— BEGIN Material —
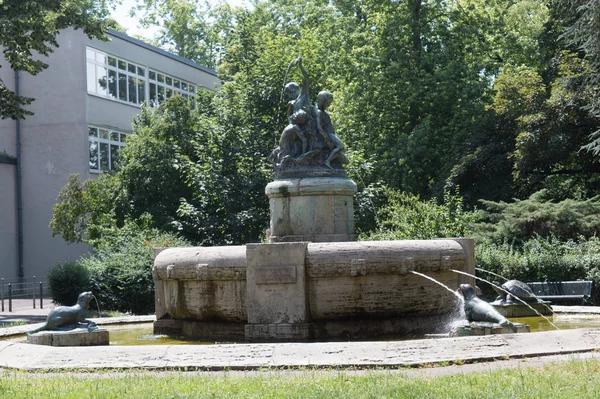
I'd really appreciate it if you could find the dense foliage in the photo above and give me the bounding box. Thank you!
[48,214,189,314]
[50,97,268,246]
[477,237,600,305]
[361,189,474,240]
[48,262,90,306]
[0,0,121,119]
[474,190,600,244]
[51,0,600,310]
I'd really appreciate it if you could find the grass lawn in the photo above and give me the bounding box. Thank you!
[0,359,600,399]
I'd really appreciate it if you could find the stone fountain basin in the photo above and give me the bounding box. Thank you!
[153,239,475,342]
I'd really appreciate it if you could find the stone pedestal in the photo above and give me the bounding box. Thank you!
[490,301,554,318]
[265,177,357,242]
[245,242,310,342]
[449,321,529,337]
[27,328,109,346]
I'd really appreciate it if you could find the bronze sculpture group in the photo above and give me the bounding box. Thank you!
[269,57,348,172]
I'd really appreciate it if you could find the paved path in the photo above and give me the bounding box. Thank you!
[0,329,600,371]
[0,307,600,373]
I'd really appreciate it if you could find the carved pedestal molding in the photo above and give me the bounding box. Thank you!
[265,177,357,242]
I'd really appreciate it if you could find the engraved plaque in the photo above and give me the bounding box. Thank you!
[255,266,296,284]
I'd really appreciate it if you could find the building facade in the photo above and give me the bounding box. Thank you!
[0,29,220,281]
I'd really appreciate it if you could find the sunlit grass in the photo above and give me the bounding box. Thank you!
[0,360,600,399]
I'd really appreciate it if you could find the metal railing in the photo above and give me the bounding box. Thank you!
[0,276,44,312]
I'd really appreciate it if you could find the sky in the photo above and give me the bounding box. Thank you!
[111,0,248,38]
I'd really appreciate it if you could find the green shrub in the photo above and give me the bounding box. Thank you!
— END Material —
Write out the lines above, starting at the line that contains "I'd really appreciate it if you could find the carved" and ending with the final line, and nothing else; copy them exactly.

I'd really appreciate it if you could find the carved pedestal molding in the photo above and give me the bounding box. Thank you!
[265,177,357,242]
I'd really appreciate it if you could find the engraved plaque in the photo above and give me the bounding box. Thank you!
[255,266,296,284]
I'd really appreciate it if you could find the building facade in the photo above and give me the bounding box. Thank you!
[0,29,220,281]
I'd really appreciate it if you could find the sunlit grass in the photo above and give me the bounding box. Thank you!
[0,360,600,399]
I'd really appreciate it if you could find the metal railing in the photo above and give me the bounding box. Thank you!
[0,276,44,312]
I'd really appreciate it if you could find the sky in the photo above and give me the bounding box. Thank you!
[111,0,248,38]
I'd really appreciate it if you could find the green shrub in the photo above and give me the bounding box. Thank you!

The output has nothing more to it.